■ STATED TASK ■
Rescale the records from the line containing "Tag every instance of the bride's face" through the end of the records, both ends included, by repeating every line, requests included, with each point coordinate multiplied by 0.5 and rounded to the nearest whole number, halves rounding up. Output only those lines.

■ MATERIALS PROVIDED ■
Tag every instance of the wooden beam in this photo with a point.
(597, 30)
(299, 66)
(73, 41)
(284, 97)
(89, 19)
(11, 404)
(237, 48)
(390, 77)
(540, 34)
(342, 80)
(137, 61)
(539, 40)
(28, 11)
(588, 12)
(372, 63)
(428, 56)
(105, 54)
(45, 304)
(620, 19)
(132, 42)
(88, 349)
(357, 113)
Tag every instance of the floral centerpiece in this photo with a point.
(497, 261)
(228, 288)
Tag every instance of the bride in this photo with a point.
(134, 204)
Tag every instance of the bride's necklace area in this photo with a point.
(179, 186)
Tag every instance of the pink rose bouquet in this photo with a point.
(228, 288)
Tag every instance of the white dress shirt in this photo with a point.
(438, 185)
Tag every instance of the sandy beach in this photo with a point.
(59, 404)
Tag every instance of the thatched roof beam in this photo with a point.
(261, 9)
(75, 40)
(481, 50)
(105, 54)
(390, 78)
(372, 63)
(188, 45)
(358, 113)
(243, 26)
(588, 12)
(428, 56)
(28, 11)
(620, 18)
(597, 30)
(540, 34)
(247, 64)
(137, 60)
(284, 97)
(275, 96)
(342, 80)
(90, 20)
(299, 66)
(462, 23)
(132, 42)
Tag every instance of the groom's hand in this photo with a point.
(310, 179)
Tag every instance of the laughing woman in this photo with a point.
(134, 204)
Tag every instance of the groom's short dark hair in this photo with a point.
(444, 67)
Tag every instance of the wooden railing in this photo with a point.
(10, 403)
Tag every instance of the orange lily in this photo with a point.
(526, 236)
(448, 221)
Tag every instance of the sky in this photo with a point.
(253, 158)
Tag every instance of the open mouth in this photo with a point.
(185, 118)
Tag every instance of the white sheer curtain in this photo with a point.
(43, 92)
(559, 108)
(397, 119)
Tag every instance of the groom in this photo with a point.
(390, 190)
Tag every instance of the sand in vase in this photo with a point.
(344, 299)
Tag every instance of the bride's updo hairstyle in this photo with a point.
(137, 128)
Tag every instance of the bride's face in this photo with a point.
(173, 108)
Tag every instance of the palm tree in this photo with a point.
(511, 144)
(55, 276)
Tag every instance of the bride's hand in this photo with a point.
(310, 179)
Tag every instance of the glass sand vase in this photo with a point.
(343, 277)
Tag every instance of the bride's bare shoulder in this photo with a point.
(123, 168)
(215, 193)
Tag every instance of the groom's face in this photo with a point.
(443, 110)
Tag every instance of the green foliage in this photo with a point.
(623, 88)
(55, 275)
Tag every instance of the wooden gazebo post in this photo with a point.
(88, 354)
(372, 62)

■ TASK ANSWER ■
Tag every instance of the bride's face in this photo with a point.
(87, 54)
Tag every instance of the palm tree in this photo with a point.
(256, 72)
(28, 138)
Tag every instance of the bride's hand in this photo with a point.
(155, 90)
Tag every instance of the glass sand vase in this photo with a point.
(172, 139)
Tag every instance of the bride's bare shoulder in this photo with a point.
(62, 84)
(108, 97)
Tag every instance of the groom's face in this photo with a point.
(222, 55)
Tag every instance of the green foliage in this photo with a point.
(312, 44)
(28, 138)
Tag every instance of the wooden gazebo post in this photo with a point.
(44, 177)
(186, 31)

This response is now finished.